Problems to solve:
1/ From the comment thread, output the passage that starts at the words "I hope you find" and runs through the words "cubes of sugar.".
2/ According to the comment thread, why is what the other person is doing harder than jumping off a high dive? Answer in one to three sentences.

Reading text:
..........

I hope you find it, whatever it is.
no subject
Date: 2008-04-14 12:13 am (UTC)and that thing is tea.
lately, it's bigelow plantation mint tea. with one or two cubes of sugar.
no subject
Date: 2008-04-14 01:28 am (UTC)I'm thinking about that, turning it around in my head. And I think what that is, is courage. I think you're doing one of the hardest things there is to do: deliberately walking - you can't even run, metaphorically let alone literally - into something you know you hate, over and over again. In some ways, it's easier if it just happens to you. That has its own problems. The best scenario is usually something like (another physical activity metaphor, great, but it's my standard one when I'm talking about things like this) jumping off a high dive, or placing yourself in the middle of a river - one thing you have to do, after which the rest of it just happens, and you don't have to keep choosing. Gravity takes over, or the current grabs you, and you did your part and now can be passive.
That's not easy, but it's a hell of a lot easier than what you're doing. What you're doing is brave.
I suspect it doesn't feel like it. My experience is that bravery never actually does. That's because I have a lot of preconceptions of what bravery would be like, and they're...well, if they're ever right, I haven't seen it yet. I think it will feel dashing and admirable. I think that if I'm being brave, then while I'm being brave, I'll feel exhilarated, and I'll be conscious that I am doing a noble thing. For one thing, I assume that it's only courage if it's on someone else's behalf, and for another thing, a thousand simplistic stories warped my brain early in life. Courage is something fine and bright and clear as a briskly windy day, with pennants snapping and eyes shining.

..........

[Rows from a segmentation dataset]
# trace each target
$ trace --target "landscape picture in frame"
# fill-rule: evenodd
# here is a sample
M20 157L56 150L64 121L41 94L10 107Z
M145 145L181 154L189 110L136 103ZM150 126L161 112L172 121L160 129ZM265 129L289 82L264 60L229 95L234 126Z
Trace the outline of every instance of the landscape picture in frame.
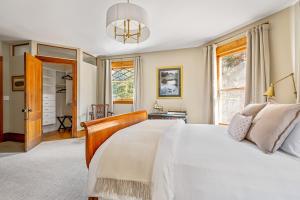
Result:
M24 76L12 76L11 83L12 83L12 91L24 91L25 88Z
M182 66L160 67L157 69L157 97L182 97Z

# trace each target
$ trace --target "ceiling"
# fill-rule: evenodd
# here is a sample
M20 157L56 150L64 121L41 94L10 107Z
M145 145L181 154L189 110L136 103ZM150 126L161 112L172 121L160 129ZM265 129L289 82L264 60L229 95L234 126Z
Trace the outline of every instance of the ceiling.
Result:
M132 0L150 19L150 38L122 44L106 34L106 10L125 0L1 0L0 39L37 40L119 55L199 46L295 0Z

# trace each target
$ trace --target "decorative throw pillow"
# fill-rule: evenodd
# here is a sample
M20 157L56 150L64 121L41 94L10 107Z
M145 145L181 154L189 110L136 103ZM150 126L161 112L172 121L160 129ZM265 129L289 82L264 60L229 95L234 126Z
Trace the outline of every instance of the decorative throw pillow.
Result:
M299 118L299 117L298 117ZM281 146L286 153L300 158L300 123L298 122Z
M252 116L243 116L238 113L232 118L228 127L228 133L233 139L242 141L247 135L251 122Z
M266 153L275 152L295 127L299 111L300 104L267 104L253 119L246 138Z
M262 104L248 104L244 110L241 112L242 115L252 116L253 118L257 115L259 111L261 111L267 103Z

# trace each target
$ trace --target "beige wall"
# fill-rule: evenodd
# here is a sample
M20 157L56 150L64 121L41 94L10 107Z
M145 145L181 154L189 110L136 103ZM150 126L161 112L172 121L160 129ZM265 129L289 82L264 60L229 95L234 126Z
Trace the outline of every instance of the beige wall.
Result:
M183 97L182 99L159 99L158 103L167 109L186 110L188 121L201 123L202 96L201 80L203 80L202 50L200 48L142 54L143 64L143 107L148 111L157 100L156 70L161 66L183 65Z
M8 44L2 45L3 52L3 70L4 70L4 96L9 100L4 101L4 133L24 133L24 92L13 92L11 89L11 77L24 75L24 57L10 56Z
M97 103L97 66L81 61L79 80L79 122L83 122L89 120L91 105Z
M218 43L226 38L245 32L250 27L263 22L270 23L270 56L271 56L271 81L274 82L293 72L295 58L293 52L295 44L293 34L295 27L293 25L295 17L294 7L284 9L274 15L259 20L253 24L245 26L239 30L233 31L223 37L220 37L211 43ZM299 19L298 19L299 20ZM298 39L299 41L299 39ZM163 99L159 100L159 104L166 109L186 109L188 112L188 121L190 123L206 123L206 113L203 112L203 54L202 47L181 49L173 51L163 51L154 53L140 54L144 69L144 94L143 107L148 111L152 110L152 106L156 98L156 69L159 66L183 65L183 98L180 100ZM298 55L299 57L299 55ZM276 86L276 98L280 103L294 103L295 96L291 80L285 80ZM122 111L126 110L124 106ZM127 106L130 110L130 106ZM119 111L119 110L117 110ZM119 114L119 113L117 113Z
M9 67L9 46L7 44L2 45L3 55L3 95L10 97L11 93L11 82L10 82L10 67ZM8 100L3 101L3 132L7 133L10 131L10 104Z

..........

Solved problems:
1/
I hope you find it, whatever it is.
no subject
Date: 2008-04-14 12:13 am (UTC)and that thing is tea.
lately, it's bigelow plantation mint tea. with one or two cubes of sugar.

2/ Jumping off a high dive or stepping into a river takes only one choice. After that, gravity or the current takes over and you can be passive. The other person has to deliberately walk into something they hate over and over, choosing it again each time.